*Objective*
Copy every one of the rows below word for word, leaving out the pictures.

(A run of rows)
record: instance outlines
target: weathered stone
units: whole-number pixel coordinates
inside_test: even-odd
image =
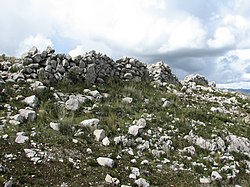
[[[95,72],[95,64],[89,64],[87,67],[87,72],[85,75],[85,79],[87,83],[94,84],[96,81],[97,75]]]
[[[217,172],[213,171],[211,174],[212,181],[222,180],[222,176]]]
[[[31,109],[20,109],[19,114],[30,122],[33,122],[36,119],[36,112]]]
[[[119,185],[120,181],[117,178],[113,178],[111,175],[107,174],[105,177],[105,181],[109,184]]]
[[[53,122],[49,124],[50,128],[52,128],[55,131],[59,131],[59,125],[60,125],[59,123],[53,123]]]
[[[84,127],[90,127],[91,129],[97,129],[99,124],[99,119],[93,118],[93,119],[86,119],[80,123],[80,125]]]
[[[133,98],[125,97],[125,98],[122,99],[122,102],[126,103],[126,104],[131,104],[133,102]]]
[[[103,129],[94,130],[93,134],[95,135],[96,141],[102,141],[105,138],[105,131]]]
[[[101,166],[107,166],[112,168],[114,166],[114,160],[108,157],[98,157],[97,163]]]
[[[24,136],[23,134],[23,132],[17,133],[17,137],[15,139],[16,143],[22,144],[29,139],[28,136]]]
[[[65,108],[67,110],[72,110],[72,111],[78,110],[80,108],[80,103],[77,97],[74,95],[71,95],[69,100],[67,100],[65,103]]]
[[[39,103],[38,98],[35,95],[26,97],[23,101],[26,104],[28,104],[30,107],[33,107],[33,108],[36,108],[38,106],[38,103]]]
[[[149,187],[149,183],[143,178],[135,180],[135,184],[137,184],[138,187]]]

*Result of this exercise*
record: instance outlines
target: weathered stone
units: whole-number pixel coordinates
inside_test: even-odd
image =
[[[95,72],[95,64],[89,64],[87,67],[87,72],[85,75],[85,79],[87,83],[94,84],[96,81],[97,75]]]
[[[217,172],[213,171],[211,174],[212,181],[222,180],[222,176]]]
[[[31,109],[20,109],[19,114],[30,122],[33,122],[36,119],[36,112]]]
[[[119,185],[120,181],[117,178],[113,178],[111,175],[107,174],[105,177],[105,181],[109,184]]]
[[[53,122],[49,124],[50,128],[52,128],[55,131],[59,131],[59,125],[60,125],[59,123],[53,123]]]
[[[84,127],[90,127],[91,129],[97,129],[99,124],[99,119],[93,118],[93,119],[86,119],[80,123],[80,125]]]
[[[133,98],[125,97],[125,98],[122,99],[122,102],[126,103],[126,104],[131,104],[133,102]]]
[[[103,129],[94,130],[93,134],[95,135],[96,141],[102,141],[105,138],[105,131]]]
[[[101,166],[107,166],[112,168],[114,166],[114,160],[108,157],[98,157],[97,163]]]
[[[24,136],[23,134],[23,132],[17,133],[17,137],[15,139],[16,143],[22,144],[29,139],[28,136]]]
[[[65,108],[67,110],[72,110],[72,111],[78,110],[80,108],[80,103],[77,97],[74,95],[71,95],[69,100],[67,100],[65,103]]]
[[[39,103],[38,98],[35,95],[26,97],[23,101],[26,104],[28,104],[30,107],[33,107],[33,108],[36,108],[38,106],[38,103]]]
[[[149,187],[149,183],[143,178],[135,180],[135,184],[137,184],[138,187]]]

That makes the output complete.